The American Heart Association (AHA) prepared a scientific statement discussing how the mobile health field affects consumers particularly in preventing cardiovascular disease. With heart disease leading the way in top cause of death, disability, and high healthcare costs, the medical industry is attempting to determine ways that would prevent major cardiovascular issues and thereby improve patients’ health and wellness. Various apps of the mobile health field could prove useful in this endeavor.

As the healthcare industry focuses on reducing the rates of unhealthy eating habits and a sedentary lifestyle, fitness trackers and nutrition-based mHealth apps may play a role in reversing the trends of obesity and heart risks in this country.

Five years ago, The American Heart Association targeted four goals to lead to better health for patients across the nation. These goals are: “reduction in smoking and weight, healthful eating, and promotion of regular physical activity.” The AHA included studying the benefits of mobile health interventions when it comes to preventing heart problems and targeting the four objectives.

“Technology-supported behavioral health interventions are designed to engage individuals in health behaviors that prevent or manage illness, and they have led to fundamental changes in health practices,” the AHA scientific statement concluded. “In addition to permitting more frequent and convenient community-based assessment of health parameters, these technology-mediated tools support the exchange of health information among consumers and between consumers and health providers, enable health decision making, and encourage positive health behaviors, including self-management and health promotion.”

The mobile health field could play a strong role in boosting patient outcomes by improving communication and information access. With large numbers of consumers owning smartphones today, these devices themselves could be incorporated in enhancing patient engagement with health and wellness while positioning a user-friendly system for securely messaging healthcare providers.

Along with the benefits of smartphones and mobile health apps, wearable devices like fitness trackers and wristbands could help patients better track their physical activity, heart rate, and other vital signs. Most importantly, the results show that the use of mHealth tools is spreading across multiple age groups including senior citizens.

> _Study material_
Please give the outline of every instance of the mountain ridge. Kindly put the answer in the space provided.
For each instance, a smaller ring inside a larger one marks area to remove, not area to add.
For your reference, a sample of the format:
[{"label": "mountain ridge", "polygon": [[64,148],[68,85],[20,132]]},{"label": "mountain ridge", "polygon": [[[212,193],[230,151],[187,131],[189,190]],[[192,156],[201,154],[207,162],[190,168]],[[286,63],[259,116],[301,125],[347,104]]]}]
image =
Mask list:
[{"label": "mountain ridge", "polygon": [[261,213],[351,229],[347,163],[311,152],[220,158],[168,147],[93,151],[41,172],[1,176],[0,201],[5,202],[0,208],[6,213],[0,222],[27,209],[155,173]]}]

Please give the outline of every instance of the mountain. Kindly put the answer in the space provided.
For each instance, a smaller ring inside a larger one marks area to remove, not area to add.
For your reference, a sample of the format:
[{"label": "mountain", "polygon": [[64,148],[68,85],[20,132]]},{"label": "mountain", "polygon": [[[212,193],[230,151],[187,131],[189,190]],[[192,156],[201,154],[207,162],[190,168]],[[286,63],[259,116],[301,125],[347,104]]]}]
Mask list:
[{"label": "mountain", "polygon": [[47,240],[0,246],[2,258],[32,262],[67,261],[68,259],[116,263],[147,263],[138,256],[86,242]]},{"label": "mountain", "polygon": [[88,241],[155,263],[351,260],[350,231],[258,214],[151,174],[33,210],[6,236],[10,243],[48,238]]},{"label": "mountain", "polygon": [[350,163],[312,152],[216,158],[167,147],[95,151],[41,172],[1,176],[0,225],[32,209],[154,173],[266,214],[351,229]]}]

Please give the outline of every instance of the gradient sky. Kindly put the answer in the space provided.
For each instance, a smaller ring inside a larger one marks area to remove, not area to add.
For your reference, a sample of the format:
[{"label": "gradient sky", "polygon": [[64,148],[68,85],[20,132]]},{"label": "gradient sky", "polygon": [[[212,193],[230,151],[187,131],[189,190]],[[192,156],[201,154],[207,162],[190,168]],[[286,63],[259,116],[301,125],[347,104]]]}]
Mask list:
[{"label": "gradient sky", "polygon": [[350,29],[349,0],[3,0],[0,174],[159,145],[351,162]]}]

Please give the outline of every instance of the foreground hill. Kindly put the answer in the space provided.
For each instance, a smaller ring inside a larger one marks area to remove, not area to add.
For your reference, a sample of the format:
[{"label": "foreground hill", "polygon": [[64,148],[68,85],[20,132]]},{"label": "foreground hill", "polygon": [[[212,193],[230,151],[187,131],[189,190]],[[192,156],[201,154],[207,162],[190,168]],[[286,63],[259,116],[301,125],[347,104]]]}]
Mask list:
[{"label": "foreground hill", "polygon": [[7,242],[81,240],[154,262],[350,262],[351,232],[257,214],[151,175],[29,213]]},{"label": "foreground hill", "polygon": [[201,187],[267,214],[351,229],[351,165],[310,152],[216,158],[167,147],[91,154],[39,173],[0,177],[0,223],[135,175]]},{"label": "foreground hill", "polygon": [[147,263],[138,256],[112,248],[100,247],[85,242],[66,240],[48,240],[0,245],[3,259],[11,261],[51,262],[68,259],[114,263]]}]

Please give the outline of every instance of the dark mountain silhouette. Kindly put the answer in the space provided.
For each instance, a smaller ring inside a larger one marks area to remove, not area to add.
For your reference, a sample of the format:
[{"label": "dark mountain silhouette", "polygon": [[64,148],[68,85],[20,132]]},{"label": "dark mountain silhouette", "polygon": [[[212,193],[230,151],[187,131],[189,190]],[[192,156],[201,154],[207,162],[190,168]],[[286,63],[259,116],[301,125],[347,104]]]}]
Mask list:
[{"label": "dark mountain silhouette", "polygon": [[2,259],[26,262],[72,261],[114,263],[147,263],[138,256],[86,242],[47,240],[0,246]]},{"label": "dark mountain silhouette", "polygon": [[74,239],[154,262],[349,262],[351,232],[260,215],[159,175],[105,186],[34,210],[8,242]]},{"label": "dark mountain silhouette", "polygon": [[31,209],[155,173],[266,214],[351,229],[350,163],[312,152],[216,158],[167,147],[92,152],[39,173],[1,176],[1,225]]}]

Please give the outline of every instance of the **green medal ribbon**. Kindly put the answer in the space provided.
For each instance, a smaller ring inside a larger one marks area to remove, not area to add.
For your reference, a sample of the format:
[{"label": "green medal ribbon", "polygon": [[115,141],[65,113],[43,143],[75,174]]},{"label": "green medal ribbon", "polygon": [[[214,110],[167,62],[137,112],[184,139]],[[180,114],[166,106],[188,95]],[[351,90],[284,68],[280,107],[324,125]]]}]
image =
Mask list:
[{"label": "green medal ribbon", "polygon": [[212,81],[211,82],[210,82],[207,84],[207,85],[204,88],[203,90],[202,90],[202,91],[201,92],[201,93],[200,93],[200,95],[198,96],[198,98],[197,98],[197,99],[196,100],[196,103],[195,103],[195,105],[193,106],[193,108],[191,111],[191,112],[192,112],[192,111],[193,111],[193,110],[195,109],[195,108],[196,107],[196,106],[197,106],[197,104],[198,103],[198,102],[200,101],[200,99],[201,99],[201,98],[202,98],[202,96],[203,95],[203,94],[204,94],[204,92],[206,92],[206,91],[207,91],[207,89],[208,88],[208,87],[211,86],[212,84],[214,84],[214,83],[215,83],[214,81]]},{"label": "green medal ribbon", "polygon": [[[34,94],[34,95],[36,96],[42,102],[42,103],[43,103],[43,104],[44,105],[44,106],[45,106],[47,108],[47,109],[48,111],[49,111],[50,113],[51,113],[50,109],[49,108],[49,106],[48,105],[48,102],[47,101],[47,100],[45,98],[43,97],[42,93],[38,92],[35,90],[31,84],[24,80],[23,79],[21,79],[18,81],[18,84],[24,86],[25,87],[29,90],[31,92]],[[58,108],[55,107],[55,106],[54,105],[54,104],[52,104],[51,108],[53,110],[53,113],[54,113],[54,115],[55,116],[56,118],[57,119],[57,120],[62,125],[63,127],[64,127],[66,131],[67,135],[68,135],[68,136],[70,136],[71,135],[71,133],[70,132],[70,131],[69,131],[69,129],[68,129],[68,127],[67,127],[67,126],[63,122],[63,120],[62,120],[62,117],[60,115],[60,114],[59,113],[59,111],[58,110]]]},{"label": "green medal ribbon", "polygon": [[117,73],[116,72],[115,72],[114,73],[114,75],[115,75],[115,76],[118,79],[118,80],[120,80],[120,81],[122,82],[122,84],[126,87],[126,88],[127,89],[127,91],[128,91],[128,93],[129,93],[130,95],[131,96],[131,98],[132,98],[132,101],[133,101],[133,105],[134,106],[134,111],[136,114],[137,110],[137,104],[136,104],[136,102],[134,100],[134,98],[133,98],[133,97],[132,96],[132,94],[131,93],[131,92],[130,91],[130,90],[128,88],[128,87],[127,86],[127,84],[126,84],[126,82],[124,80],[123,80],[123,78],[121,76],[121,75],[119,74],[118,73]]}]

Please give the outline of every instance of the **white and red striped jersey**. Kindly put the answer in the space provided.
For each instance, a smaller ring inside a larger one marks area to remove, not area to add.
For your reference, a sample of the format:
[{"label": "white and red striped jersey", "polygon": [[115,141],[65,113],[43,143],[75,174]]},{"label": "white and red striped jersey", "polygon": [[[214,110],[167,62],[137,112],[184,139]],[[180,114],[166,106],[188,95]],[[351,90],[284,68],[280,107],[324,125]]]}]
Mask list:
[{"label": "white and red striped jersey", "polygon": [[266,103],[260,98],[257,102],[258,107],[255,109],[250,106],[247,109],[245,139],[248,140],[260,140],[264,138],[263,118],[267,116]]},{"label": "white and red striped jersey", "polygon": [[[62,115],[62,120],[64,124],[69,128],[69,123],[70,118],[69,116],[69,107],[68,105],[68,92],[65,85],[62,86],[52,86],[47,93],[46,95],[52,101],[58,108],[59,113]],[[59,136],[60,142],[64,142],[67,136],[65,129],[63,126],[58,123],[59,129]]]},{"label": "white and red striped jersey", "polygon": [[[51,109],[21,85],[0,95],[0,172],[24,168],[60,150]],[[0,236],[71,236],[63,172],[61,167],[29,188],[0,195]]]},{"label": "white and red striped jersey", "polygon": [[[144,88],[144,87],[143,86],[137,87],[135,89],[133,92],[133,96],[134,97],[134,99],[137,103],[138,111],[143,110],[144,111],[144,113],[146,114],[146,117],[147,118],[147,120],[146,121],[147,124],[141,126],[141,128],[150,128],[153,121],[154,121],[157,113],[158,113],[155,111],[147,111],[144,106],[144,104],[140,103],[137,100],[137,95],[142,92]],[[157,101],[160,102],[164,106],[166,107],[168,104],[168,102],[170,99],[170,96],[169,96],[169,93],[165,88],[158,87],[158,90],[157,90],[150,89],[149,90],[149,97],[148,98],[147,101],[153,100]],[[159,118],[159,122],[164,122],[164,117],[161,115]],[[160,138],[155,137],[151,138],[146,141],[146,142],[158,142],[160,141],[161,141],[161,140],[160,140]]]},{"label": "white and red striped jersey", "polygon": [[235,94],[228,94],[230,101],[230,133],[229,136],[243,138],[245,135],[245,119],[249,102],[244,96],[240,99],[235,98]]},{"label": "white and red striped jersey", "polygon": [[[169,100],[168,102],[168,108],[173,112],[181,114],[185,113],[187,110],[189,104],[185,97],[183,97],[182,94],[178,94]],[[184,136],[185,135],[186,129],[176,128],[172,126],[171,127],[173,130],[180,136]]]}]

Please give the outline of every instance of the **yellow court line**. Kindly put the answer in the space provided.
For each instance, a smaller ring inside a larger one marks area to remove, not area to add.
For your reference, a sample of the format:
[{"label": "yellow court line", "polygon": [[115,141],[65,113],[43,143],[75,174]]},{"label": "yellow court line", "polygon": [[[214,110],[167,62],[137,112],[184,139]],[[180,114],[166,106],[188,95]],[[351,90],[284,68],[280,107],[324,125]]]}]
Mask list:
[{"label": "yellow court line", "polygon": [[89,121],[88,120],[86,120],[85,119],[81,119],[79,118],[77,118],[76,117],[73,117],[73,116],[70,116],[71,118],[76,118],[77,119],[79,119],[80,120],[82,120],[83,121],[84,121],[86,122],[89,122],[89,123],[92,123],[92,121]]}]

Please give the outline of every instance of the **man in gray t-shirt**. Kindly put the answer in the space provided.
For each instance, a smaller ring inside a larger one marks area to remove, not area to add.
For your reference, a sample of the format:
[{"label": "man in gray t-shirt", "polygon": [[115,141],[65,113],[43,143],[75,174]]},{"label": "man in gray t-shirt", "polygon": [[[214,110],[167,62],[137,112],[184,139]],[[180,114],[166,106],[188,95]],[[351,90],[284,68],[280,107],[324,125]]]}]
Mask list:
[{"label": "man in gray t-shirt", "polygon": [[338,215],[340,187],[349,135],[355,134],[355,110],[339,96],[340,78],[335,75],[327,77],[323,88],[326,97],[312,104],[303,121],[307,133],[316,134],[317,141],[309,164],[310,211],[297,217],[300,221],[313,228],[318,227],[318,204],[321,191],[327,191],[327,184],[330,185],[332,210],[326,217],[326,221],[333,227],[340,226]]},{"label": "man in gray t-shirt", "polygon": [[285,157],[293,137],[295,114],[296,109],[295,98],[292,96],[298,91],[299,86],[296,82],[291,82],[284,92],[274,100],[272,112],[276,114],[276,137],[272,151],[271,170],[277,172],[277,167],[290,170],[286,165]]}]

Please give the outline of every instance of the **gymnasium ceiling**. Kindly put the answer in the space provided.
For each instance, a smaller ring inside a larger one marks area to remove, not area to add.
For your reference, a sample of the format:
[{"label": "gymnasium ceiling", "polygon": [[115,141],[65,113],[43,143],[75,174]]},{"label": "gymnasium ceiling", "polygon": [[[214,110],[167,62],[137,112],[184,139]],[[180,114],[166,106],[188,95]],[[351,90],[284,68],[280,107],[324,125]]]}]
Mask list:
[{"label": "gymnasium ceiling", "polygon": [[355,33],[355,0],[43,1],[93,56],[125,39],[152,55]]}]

> _Problem A_
Answer these questions from the text on mobile health and heart disease:
(i) How many years ago did the American Heart Association set its four health goals?
(ii) What are the four goals?
(iii) Which age group does the text name among those using mHealth tools?
> _Problem B_
Rewrite everything from "As the healthcare" down to "the four objectives." in the text on mobile health and heart disease, replacing "sedentary" with "inactive".

> _Answer box A_
(i) Five years ago.
(ii) Reduction in smoking, reduction in weight, healthful eating, and promotion of regular physical activity.
(iii) Senior citizens.

> _Answer box B_
As the healthcare industry focuses on reducing the rates of unhealthy eating habits and a inactive lifestyle, fitness trackers and nutrition-based mHealth apps may play a role in reversing the trends of obesity and heart risks in this country.

Five years ago, The American Heart Association targeted four goals to lead to better health for patients across the nation. These goals are: “reduction in smoking and weight, healthful eating, and promotion of regular physical activity.” The AHA included studying the benefits of mobile health interventions when it comes to preventing heart problems and targeting the four objectives.